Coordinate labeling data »
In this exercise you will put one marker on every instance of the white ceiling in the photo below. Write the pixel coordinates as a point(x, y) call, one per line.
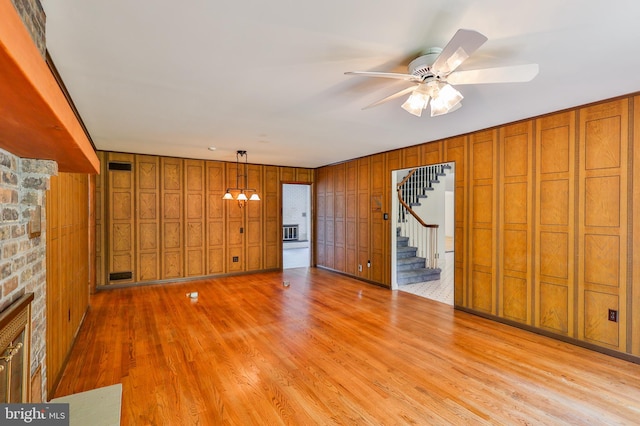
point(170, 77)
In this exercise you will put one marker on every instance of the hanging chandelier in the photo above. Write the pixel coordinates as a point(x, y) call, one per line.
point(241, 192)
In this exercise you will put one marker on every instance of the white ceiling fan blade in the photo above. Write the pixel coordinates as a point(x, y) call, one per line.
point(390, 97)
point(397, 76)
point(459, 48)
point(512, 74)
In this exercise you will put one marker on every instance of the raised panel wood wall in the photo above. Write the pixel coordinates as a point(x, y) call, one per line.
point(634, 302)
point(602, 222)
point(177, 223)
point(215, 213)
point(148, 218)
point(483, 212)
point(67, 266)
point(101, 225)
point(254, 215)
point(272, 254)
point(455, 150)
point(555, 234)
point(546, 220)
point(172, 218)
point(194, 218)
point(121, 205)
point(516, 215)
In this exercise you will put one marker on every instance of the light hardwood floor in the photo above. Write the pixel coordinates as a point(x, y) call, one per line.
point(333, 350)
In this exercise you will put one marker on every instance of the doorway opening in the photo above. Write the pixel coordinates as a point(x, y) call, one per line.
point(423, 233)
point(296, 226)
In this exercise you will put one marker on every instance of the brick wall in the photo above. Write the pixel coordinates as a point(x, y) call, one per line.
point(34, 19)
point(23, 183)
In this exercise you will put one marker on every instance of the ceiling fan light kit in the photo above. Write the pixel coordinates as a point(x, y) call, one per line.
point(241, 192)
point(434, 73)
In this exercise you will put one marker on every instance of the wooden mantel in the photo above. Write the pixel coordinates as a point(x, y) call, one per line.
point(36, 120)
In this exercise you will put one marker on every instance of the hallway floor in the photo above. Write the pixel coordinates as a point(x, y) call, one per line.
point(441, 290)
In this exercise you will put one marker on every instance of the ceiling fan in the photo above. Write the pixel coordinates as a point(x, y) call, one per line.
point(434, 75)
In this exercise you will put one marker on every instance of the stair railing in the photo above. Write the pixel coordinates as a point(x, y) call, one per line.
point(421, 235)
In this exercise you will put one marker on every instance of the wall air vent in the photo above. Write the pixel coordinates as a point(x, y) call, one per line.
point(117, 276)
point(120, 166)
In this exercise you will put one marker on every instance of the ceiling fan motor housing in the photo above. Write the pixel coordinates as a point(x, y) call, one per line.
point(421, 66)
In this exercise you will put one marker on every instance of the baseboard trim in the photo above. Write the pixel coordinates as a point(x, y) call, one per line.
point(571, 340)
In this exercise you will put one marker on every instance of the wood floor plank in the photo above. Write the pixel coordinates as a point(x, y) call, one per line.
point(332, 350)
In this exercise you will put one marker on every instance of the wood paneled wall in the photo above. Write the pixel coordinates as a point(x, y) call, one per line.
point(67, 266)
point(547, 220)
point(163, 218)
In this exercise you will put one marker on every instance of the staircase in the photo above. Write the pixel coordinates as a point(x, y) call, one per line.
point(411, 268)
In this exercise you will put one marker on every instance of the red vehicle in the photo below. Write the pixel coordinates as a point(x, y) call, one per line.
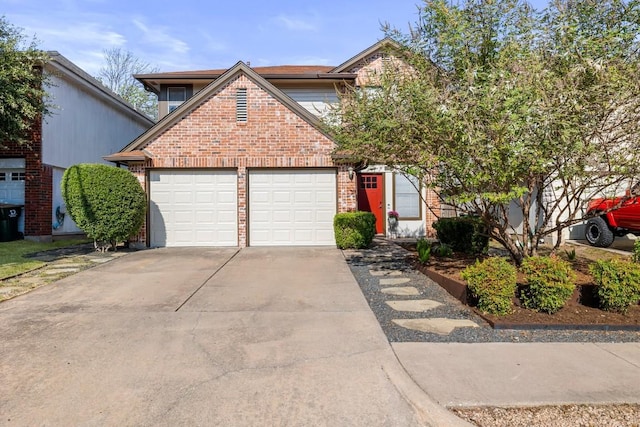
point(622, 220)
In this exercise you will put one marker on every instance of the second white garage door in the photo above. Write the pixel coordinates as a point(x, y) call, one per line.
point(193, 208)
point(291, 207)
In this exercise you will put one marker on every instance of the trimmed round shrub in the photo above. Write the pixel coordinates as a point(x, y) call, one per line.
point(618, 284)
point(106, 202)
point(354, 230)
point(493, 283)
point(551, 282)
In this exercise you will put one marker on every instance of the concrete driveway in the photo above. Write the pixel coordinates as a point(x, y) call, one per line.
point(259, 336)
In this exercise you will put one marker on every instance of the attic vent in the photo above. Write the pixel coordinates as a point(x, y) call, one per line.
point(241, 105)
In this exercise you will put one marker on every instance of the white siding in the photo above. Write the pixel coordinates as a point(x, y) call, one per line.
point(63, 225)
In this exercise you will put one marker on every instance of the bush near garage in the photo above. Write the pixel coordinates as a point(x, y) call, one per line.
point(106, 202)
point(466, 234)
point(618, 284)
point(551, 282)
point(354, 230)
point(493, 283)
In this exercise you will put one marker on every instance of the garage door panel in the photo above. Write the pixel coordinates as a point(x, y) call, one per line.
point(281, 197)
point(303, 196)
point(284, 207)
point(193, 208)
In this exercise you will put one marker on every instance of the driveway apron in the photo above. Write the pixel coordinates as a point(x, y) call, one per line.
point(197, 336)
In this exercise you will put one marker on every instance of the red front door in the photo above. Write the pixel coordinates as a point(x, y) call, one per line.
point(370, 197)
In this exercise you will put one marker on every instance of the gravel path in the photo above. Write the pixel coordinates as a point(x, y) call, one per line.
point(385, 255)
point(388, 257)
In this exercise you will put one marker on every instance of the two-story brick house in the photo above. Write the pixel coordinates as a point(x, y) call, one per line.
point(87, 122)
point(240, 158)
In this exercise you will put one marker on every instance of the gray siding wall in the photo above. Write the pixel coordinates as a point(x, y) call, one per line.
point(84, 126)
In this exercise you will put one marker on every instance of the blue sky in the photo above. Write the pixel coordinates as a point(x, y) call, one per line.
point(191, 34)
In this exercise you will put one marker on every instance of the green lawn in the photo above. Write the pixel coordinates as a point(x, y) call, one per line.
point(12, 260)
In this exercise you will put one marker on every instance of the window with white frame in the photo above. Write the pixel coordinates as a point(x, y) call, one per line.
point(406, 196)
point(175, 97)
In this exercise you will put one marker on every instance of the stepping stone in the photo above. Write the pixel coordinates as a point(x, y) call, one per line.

Your task » Please rewrite every line of the rows above as a JSON list of strings, one string per line, with blank lines left out. Leave the pictures out of the answer.

Written answer »
[
  "In this exercise you will put one marker on every instance of the white ceiling in the photo below. Write the pixel coordinates as a point(x, y) call, one per line.",
  "point(170, 77)",
  "In this exercise you will put one marker on every instance of the hanging chandelier in the photo above. Write the pixel coordinates as a point(x, y) call, one per line.",
  "point(241, 192)",
  "In this exercise you will put one marker on every instance of the white ceiling fan blade in the photo above. Write the pixel coordinates as a point(x, y) call, one per line.",
  "point(390, 97)",
  "point(397, 76)",
  "point(459, 48)",
  "point(512, 74)",
  "In this exercise you will put one marker on every instance of the raised panel wood wall in the photo above. Write the pixel coordinates as a point(x, y) call, one per line.",
  "point(634, 302)",
  "point(602, 222)",
  "point(177, 223)",
  "point(215, 213)",
  "point(148, 218)",
  "point(483, 212)",
  "point(67, 266)",
  "point(101, 225)",
  "point(254, 215)",
  "point(272, 254)",
  "point(455, 150)",
  "point(555, 234)",
  "point(546, 220)",
  "point(172, 218)",
  "point(194, 218)",
  "point(121, 205)",
  "point(516, 215)",
  "In this exercise you will put one marker on every instance of the light hardwood floor in the photo above. Write the pixel coordinates as a point(x, y) call, one per line.",
  "point(333, 350)",
  "In this exercise you will put one marker on every instance of the doorway opening in the photo above. Write the pixel coordinates as a point(x, y) call, one per line.",
  "point(423, 233)",
  "point(296, 226)",
  "In this exercise you will put one marker on every instance of the brick wall in the photo above. Write the pixel coordinates as a point(x, y) call, one per line.",
  "point(34, 19)",
  "point(23, 183)",
  "In this exercise you will put one marker on every instance of the ceiling fan light kit in the photo above. Write the pixel coordinates as a point(x, y) call, one per line.",
  "point(241, 192)",
  "point(434, 73)",
  "In this exercise you will put one marker on every instance of the wooden mantel in the photo above. Write the pixel coordinates as a point(x, y) call, one per line.",
  "point(36, 120)",
  "In this exercise you will put one marker on every instance of the hallway floor in the photo above. Write the pixel coordinates as a point(x, y) call, one per line.",
  "point(441, 290)",
  "In this exercise you will put one marker on every instance of the ceiling fan in the photo above. Write the pixel coordinates as a point(x, y) call, one per line.",
  "point(434, 75)",
  "In this exercise you will put one marker on every instance of the stair railing in the photo above. Write the pixel coordinates as a point(x, y) call, one per line.",
  "point(421, 235)",
  "In this exercise you will put one marker on every instance of the wall air vent in the photo above. Write the pixel coordinates as a point(x, y) call, one per line.",
  "point(117, 276)",
  "point(120, 166)",
  "In this exercise you will put one marker on every instance of the ceiling fan motor housing in the photo above. Write the pixel coordinates as a point(x, y) call, one per line.",
  "point(421, 66)",
  "In this exercise you will put one marker on every instance of the baseboard trim in the photo above. Write the pixel coordinates as a point(x, y) call, one per line.",
  "point(571, 340)",
  "In this exercise you will put one marker on every instance of the wood floor plank in the photo above. Write the pixel coordinates as a point(x, y) call, one per line.",
  "point(332, 350)",
  "In this exercise you will put one marker on every instance of the wood paneled wall in the photo above. Write the pixel coordinates as a point(x, y) call, one per line.",
  "point(67, 266)",
  "point(547, 220)",
  "point(163, 218)",
  "In this exercise you will put one marker on every instance of the staircase in the photo above. Write the pixel coordinates as a point(x, y) call, one per line.",
  "point(411, 268)",
  "In this exercise you will put one marker on every instance of the red vehicle in the photo below. Write the pixel coordinates as a point(x, y) call, one per line.",
  "point(622, 220)",
  "In this exercise you will put one marker on every instance of the second white garage door in the photo above. Write the pixel coordinates as a point(x, y) call, one per line.",
  "point(193, 208)",
  "point(291, 207)",
  "In this exercise you will put one marker on every instance of the trimmed round shrub in the photo above. Write the pixel coordinates as a point(x, y) call, one per line.",
  "point(618, 284)",
  "point(106, 202)",
  "point(354, 230)",
  "point(493, 283)",
  "point(551, 282)",
  "In this exercise you will put one marker on every instance of the concrete driveway in the photo above. Write the pixel coordinates as a point(x, y) call, one per line.",
  "point(259, 336)",
  "In this exercise you will put one marker on every instance of the attic vent in the photo above. Write the pixel coordinates as a point(x, y) call, one per line.",
  "point(241, 105)",
  "In this exercise you will put one marker on every instance of the white siding in the photo above. Write the pixel coordinates as a point(x, y) call, one per line.",
  "point(63, 225)",
  "In this exercise you will put one marker on every instance of the bush near garage in the photo above. Write the pixel coordinates as a point(x, y) call, one per line.",
  "point(106, 202)",
  "point(466, 234)",
  "point(618, 284)",
  "point(551, 282)",
  "point(354, 230)",
  "point(493, 283)",
  "In this exercise you will put one marker on every instance of the garage door panel in the photo above. Write the pixel coordinates as a point(x, y) call, one per line.",
  "point(281, 197)",
  "point(303, 196)",
  "point(284, 207)",
  "point(193, 208)",
  "In this exercise you will put one marker on every instance of the driveway apron in the photo above. Write the pixel coordinates as a point(x, y) call, one per line.",
  "point(197, 336)",
  "In this exercise you will put one marker on every instance of the red front door in the photo above. Write the pixel coordinates as a point(x, y) call, one per line.",
  "point(370, 197)",
  "In this exercise you will put one marker on every instance of the gravel path in the photo above. Write the pixel coordinates as a point(x, y) call, one per line.",
  "point(385, 255)",
  "point(388, 257)",
  "In this exercise you will put one marker on every instance of the two-story brick house in the photo above. Write the pixel coordinates as a point(x, y) call, one per line.",
  "point(87, 122)",
  "point(240, 158)",
  "In this exercise you will put one marker on every instance of the gray siding wall in the photo above. Write the pixel coordinates as a point(x, y) call, one per line.",
  "point(84, 126)",
  "In this exercise you will put one marker on every instance of the blue sky in the photo above. Write the pixel coordinates as a point(x, y) call, one per line.",
  "point(191, 34)",
  "In this exercise you will put one marker on every instance of the green lawn in the photo above. Write the pixel coordinates as a point(x, y) call, one per line.",
  "point(12, 260)",
  "In this exercise you will put one marker on every instance of the window with white frame in the photo above. Write the pixel coordinates as a point(x, y) call, one per line.",
  "point(406, 196)",
  "point(175, 97)",
  "In this exercise you will put one marker on every instance of the stepping stone in the photo above. Write the pixel coordinates as a point(x, y) call, one per line."
]